[Point-per-instance localization data]
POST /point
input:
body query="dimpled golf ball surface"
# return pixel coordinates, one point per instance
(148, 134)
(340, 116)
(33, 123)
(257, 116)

▶ [Required work] Would you please give all of the records again exactly as they stand?

▶ [Completed task]
POST /point
input:
body query="dimpled golf ball surface"
# return pixel coordinates, one point per instance
(148, 134)
(340, 116)
(33, 123)
(257, 116)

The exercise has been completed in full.